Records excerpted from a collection
▬▬▬▬▬▬
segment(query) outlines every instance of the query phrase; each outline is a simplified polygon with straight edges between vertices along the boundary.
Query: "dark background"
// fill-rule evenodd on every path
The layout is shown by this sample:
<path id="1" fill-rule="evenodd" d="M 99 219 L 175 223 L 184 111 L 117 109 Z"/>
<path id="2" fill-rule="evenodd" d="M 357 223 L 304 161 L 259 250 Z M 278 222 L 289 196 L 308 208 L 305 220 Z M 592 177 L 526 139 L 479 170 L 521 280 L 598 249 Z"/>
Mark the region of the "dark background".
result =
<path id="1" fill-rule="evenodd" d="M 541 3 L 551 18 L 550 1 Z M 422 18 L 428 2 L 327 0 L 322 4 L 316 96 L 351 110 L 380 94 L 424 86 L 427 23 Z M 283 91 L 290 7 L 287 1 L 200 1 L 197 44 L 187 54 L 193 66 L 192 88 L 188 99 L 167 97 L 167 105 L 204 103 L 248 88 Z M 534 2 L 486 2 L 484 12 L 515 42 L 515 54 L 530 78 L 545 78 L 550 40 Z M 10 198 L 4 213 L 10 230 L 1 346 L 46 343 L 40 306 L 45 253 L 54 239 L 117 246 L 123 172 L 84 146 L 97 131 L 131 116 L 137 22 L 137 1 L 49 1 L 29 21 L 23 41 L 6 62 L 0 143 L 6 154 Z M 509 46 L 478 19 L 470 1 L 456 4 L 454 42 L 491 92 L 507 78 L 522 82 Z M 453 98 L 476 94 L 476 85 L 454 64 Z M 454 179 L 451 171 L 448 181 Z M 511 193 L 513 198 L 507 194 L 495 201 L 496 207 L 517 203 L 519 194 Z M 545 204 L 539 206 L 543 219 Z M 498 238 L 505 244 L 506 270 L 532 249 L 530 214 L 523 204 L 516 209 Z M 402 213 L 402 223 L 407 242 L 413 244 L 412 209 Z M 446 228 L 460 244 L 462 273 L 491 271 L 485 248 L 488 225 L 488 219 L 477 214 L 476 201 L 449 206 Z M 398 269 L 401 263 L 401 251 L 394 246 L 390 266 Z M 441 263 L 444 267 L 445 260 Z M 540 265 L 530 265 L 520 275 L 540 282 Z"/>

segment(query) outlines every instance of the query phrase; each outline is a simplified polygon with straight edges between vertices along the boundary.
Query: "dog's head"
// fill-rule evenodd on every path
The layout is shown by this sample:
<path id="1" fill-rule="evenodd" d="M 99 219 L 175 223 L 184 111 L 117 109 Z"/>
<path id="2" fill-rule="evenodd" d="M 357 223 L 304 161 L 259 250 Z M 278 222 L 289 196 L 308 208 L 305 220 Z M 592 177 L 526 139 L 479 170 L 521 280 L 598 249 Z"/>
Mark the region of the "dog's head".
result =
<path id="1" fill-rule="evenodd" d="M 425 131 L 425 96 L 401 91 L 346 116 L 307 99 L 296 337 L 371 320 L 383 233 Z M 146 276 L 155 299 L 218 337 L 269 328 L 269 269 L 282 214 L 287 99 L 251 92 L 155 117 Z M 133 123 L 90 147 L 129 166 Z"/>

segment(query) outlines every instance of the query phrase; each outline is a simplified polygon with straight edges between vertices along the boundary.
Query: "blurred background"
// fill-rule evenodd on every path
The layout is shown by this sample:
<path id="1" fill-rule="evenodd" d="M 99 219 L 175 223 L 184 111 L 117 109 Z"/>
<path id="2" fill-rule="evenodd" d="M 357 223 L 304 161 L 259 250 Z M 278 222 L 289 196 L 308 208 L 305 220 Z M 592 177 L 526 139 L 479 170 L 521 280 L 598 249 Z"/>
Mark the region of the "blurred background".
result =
▬▬▬▬▬▬
> **Task prompt**:
Write the listing out again, exactly as shown above.

> **Completed exercise**:
segment(query) outlines every instance of the query phrase; each outline is a simplified polygon with straight edges between vertices along the boundary.
Query: "dark background"
// fill-rule evenodd on every path
The layout is shown by this sample:
<path id="1" fill-rule="evenodd" d="M 99 219 L 175 223 L 184 111 L 117 109 Z"/>
<path id="2" fill-rule="evenodd" d="M 357 223 L 304 161 L 259 250 Z M 278 222 L 289 196 L 308 208 L 305 220 Z M 592 177 L 526 139 L 479 170 L 521 280 L 598 249 Z"/>
Mark the region of the "dark background".
result =
<path id="1" fill-rule="evenodd" d="M 541 3 L 551 18 L 550 1 Z M 422 18 L 428 2 L 327 0 L 322 4 L 316 96 L 351 110 L 380 94 L 424 86 L 427 23 Z M 283 91 L 290 7 L 287 1 L 200 1 L 197 44 L 187 54 L 193 66 L 192 88 L 188 99 L 167 97 L 167 105 L 204 103 L 248 88 Z M 534 2 L 486 2 L 484 12 L 515 42 L 515 54 L 530 78 L 545 78 L 550 40 Z M 10 198 L 4 213 L 10 230 L 1 346 L 46 343 L 40 306 L 45 253 L 54 239 L 117 246 L 123 172 L 84 146 L 97 131 L 131 116 L 137 22 L 137 1 L 49 1 L 29 21 L 23 41 L 6 62 L 0 143 L 6 154 Z M 509 46 L 478 19 L 470 1 L 456 4 L 454 42 L 491 92 L 507 78 L 522 82 Z M 453 98 L 476 94 L 476 85 L 454 64 Z M 454 179 L 451 171 L 448 181 Z M 511 193 L 513 198 L 507 194 L 495 201 L 496 207 L 517 203 L 519 194 Z M 545 204 L 539 206 L 543 219 Z M 498 238 L 505 244 L 506 270 L 532 249 L 530 214 L 523 204 L 516 209 Z M 402 213 L 402 223 L 407 242 L 413 244 L 412 209 Z M 446 228 L 460 244 L 462 273 L 491 271 L 485 248 L 488 225 L 488 219 L 477 214 L 476 201 L 449 206 Z M 398 269 L 401 263 L 401 251 L 394 246 L 390 266 Z M 441 263 L 444 267 L 445 260 Z M 540 265 L 530 265 L 520 275 L 540 282 Z"/>

segment(query) outlines every instance of the query phrase; each outline is a simplified polygon with straight edges between vertices along the boundary.
Query: "dog's head"
// fill-rule evenodd on every path
The layout is shown by this sample:
<path id="1" fill-rule="evenodd" d="M 99 219 L 175 223 L 184 111 L 117 109 Z"/>
<path id="2" fill-rule="evenodd" d="M 357 223 L 304 161 L 259 250 Z M 278 222 L 289 196 L 308 208 L 305 220 Z M 592 177 L 526 139 L 479 170 L 521 280 L 598 249 Z"/>
Mark the region of the "dog's head".
result =
<path id="1" fill-rule="evenodd" d="M 425 131 L 425 96 L 401 91 L 346 116 L 307 99 L 296 337 L 371 320 L 383 233 Z M 146 276 L 155 299 L 218 337 L 269 328 L 269 269 L 282 214 L 287 99 L 251 92 L 155 117 Z M 133 123 L 90 147 L 129 166 Z"/>

segment(query) outlines every instance of the query phrase; each outline is a simplified polygon with straight edges between vertices along the boundary.
Query: "blurred background"
// fill-rule evenodd on every path
The layout is shown by this sample:
<path id="1" fill-rule="evenodd" d="M 99 219 L 175 223 L 184 111 L 117 109 Z"/>
<path id="2" fill-rule="evenodd" d="M 357 223 L 304 161 L 259 250 Z M 278 222 L 289 196 L 308 208 L 305 220 Z M 592 177 L 526 139 L 479 170 L 521 280 L 598 249 Z"/>
Mark the region of the "blurred background".
result =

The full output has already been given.